** Parts of the exercise **
1/ Decide whether each statement below agrees with the abstract on duodenal toxicity data. Answer yes or no for (a), (b) and (c), and quote the words of the abstract that settle each one. (a) The modified Lyman model parameters were estimated by the chi-squared fitting method. (b) The session is held in Room 252. (c) The tolerance dose and EUD data came from a literature search.
2/ Carry on the abstract about duodenal toxicity data, starting after its last sentence.

(Extract to read Opens)

Encrypted login | home

Program Information

Consolidating Duodenal/Small Bowel Toxicity Data Via Iso-Effective Dose Calculations Based On Compiled Clinical Data

P Prior

P Prior*, A Tai, B Erickson, X Li, Medical College of Wisconsin, New Berlin, WI

SU-E-T-252 Sunday 3:00:00 PM - 6:00:00 PM Room: Exhibit Hall

Purpose: To consolidate duodenal toxicity data from clinical studies with different dose fractionation schemes using the modified linear quadratic (MLQ) model. A methodology of adjusting the dose-volume parameters to different levels of normal tissue complication probability (NTCP) was proposed and used to estimate dose-volume constrains for treatment planning.

Methods: A set of modified Lyman model parameters for duodenum NTCP were estimated by the chi-squared fitting method using tolerance dose and equivalent uniform dose (EUD) data obtained in a literature search. These model parameters were then used to convert the dose-volume pair, (D, V) to the iso-effective dose (in 2 Gy per fraction)-volume pair, (DMLQED2, V). A relationship was derived to convert a given DMLQED2 at one level of NTCP, to an iso-effective dose at another NTCP.

(Extract to read Closes)
(Records shown Opens)

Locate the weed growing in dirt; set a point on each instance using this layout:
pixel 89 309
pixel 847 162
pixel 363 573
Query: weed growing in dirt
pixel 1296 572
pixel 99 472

(Records shown Closes)

** Answer section **
1/
(a) Yes: "estimated by the chi-squared fitting method"
(b) No: "Room: Exhibit Hall"
(c) Yes: "obtained in a literature search"

2/
Results: The literature search yielded six reports useful in making estimates of small bowel/duodenal toxicity. The modified Lyman model parameters were found to be TD50 = 60.9 ± 7.9 Gy, m = 0.21 ± 0.05, and δ = 0.09 ± 0.03 Gy-1. The toxicity rates associated with hypo-fractionated radiotherapy (HBRT) were found to be consistent with other clinical data of conventional fractionations found in the literature. The conversion of DMLQED2 between different NTCP levels remains consistent with each other over a narrow range of NTCP.

Conclusion: MLQ based iso-effective calculations of dose-response data corresponding to Grade > 2 toxicity were found to be consistent with one another within the uncertainty of DMLQED2 due to model parameter uncertainty. The dose-volume data that can be converted to different NTCP levels may be used to estimate duodenal/small bowel dose-volume constrains for new dose fractionation and/or dose escalation strategies.